**Goal of the exercise:**
Lines holding the word "query" are the ones to copy from the data below.

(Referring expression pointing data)
- - - - -

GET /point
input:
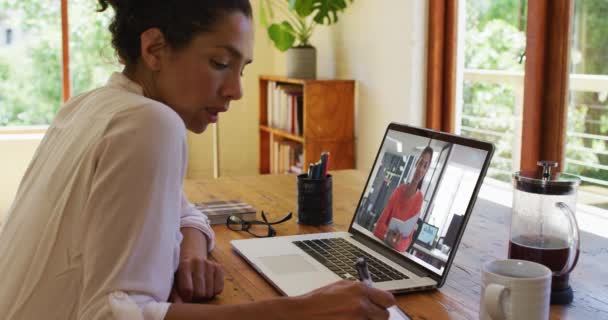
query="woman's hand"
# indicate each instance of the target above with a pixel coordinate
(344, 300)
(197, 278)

- - - - -

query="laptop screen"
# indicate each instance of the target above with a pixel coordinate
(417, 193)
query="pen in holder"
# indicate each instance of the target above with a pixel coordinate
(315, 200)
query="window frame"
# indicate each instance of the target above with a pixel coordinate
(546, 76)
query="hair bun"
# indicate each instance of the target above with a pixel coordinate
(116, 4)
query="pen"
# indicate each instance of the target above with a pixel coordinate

- - - - -

**Solved problem:**
query="woman's hand"
query="laptop screen"
query="pen in holder"
query="window frame"
query="hair bun"
query="pen"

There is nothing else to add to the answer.